**Exercise:** Could the lines from the one with "Task: Where can the floodlight" through the end of the listing be restated exactly, with nothing else included?

────────────────────────────────────────

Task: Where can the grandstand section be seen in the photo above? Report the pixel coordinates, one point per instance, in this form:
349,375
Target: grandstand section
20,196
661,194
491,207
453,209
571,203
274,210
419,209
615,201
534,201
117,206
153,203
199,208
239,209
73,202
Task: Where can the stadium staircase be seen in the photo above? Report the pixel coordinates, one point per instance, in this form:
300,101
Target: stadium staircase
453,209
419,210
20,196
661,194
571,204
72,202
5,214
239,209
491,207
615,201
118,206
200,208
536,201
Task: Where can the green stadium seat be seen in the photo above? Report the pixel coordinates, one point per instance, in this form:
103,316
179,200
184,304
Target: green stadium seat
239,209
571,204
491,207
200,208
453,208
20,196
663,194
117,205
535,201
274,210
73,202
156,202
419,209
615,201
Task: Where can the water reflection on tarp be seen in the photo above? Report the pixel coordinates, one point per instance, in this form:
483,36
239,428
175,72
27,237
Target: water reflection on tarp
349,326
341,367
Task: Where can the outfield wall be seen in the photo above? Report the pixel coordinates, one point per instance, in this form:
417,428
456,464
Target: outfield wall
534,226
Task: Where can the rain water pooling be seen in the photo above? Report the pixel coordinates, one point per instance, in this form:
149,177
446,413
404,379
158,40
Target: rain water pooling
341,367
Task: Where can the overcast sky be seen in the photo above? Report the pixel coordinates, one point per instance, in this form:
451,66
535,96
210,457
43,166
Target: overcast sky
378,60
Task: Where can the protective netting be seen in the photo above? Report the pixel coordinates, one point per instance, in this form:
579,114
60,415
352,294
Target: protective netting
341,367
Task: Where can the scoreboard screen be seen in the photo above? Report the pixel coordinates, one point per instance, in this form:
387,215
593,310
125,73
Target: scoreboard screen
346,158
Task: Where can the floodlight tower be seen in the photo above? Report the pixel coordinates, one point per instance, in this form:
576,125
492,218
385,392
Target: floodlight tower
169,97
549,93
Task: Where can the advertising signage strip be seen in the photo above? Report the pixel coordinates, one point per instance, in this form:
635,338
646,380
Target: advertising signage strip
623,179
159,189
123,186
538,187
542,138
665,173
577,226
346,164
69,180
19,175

────────────────────────────────────────

**Solution:**
Task: Where can the floodlight tower be seen in the photo above? Report the pixel coordinates, one point per instance, in this form:
576,125
492,218
385,392
Target: floodlight tower
169,97
549,93
Task: Where can the advertising signage strip be seen in the photo above? Report the pixel coordinates, one point per instance, in this form:
635,338
646,380
Target: advertising signage strip
623,179
159,189
123,186
538,187
542,138
665,173
577,226
346,164
69,180
19,175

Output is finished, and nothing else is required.